*READING TEXT*
# # # # #

OpenStudy (anonymous):
-6+6 sqrt(3)i Express in trigonometric form.
OpenStudy (dumbcow):
\[r(\cos \theta + i \sin \theta) = -6 +i6\sqrt{3}\] sin and cos must be less than 1 r must be 12 \[\rightarrow 12(\frac{1}{2} - i \frac{\sqrt{3}}{2})\] now solve \[\cos \theta = \frac{1}{2}\] \[\sin \theta = -\frac{\sqrt{3}}{2}\]
OpenStudy (dumbcow):
oh sorry i switched the neg sign cos = -1/2 sin = sqrt3/2
OpenStudy (anonymous):
kk thx
OpenStudy (kenljw):
-6+i 6 sqrt(3) = 6 (-1 + i sqrt(3)) 6 sqrt((-1)^2 + sqrt(3)^2) exp{i inverse tangent(-sqrt(3)] 12 exp[-i1.0472] or in degrees 6 sqrt(2) exp[-i60] This commonly called polar form A cos(x) + iB sin(x)=sqrt(A^2+B^2) exp{iinverse tangent(A/B)

# # # # #

*GOAL 1*
Name each distinct username shown in parentheses after "OpenStudy" in the forum thread.
The forum thread and the listing are unrelated material.

# # # # #

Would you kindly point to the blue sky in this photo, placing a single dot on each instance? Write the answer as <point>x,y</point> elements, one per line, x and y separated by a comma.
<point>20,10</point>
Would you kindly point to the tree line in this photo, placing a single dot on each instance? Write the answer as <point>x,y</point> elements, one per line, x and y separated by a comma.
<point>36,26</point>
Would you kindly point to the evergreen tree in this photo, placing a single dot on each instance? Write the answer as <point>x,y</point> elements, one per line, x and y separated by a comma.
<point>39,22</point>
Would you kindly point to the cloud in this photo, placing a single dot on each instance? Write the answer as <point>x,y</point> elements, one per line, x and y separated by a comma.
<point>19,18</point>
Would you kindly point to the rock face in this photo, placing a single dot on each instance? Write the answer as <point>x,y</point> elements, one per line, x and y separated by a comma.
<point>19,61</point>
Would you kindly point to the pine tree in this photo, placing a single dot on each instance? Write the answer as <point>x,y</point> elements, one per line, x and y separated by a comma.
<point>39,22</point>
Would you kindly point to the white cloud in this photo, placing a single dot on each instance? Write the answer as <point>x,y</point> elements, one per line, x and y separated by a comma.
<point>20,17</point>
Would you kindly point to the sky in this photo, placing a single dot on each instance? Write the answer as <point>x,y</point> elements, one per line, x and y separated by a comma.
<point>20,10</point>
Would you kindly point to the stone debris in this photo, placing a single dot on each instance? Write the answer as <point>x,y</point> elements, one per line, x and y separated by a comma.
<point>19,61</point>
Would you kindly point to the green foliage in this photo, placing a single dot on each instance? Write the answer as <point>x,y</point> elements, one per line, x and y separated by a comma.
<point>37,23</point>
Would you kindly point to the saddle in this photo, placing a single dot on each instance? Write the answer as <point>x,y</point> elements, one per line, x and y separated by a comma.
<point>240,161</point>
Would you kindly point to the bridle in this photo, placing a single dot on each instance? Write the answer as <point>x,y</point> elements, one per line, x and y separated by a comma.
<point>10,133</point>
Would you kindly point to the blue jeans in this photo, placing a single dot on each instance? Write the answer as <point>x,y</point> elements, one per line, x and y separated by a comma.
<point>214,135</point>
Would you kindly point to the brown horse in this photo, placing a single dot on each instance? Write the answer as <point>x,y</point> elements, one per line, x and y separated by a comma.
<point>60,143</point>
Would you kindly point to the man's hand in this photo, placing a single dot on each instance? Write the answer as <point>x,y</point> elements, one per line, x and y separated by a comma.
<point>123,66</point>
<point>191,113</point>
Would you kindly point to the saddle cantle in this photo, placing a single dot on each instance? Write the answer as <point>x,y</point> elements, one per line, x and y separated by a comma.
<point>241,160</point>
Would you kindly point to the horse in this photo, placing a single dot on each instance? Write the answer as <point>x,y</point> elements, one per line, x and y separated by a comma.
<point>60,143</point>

# # # # #

*GOAL 2*
Please pick out every line of the listing that contains the word "saddle" and copy each one.

*CORRECT RESPONSE 1*
anonymous, dumbcow, kenljw

*CORRECT RESPONSE 2*
Would you kindly point to the saddle in this photo, placing a single dot on each instance? Write the answer as <point>x,y</point> elements, one per line, x and y separated by a comma.
Would you kindly point to the saddle cantle in this photo, placing a single dot on each instance? Write the answer as <point>x,y</point> elements, one per line, x and y separated by a comma.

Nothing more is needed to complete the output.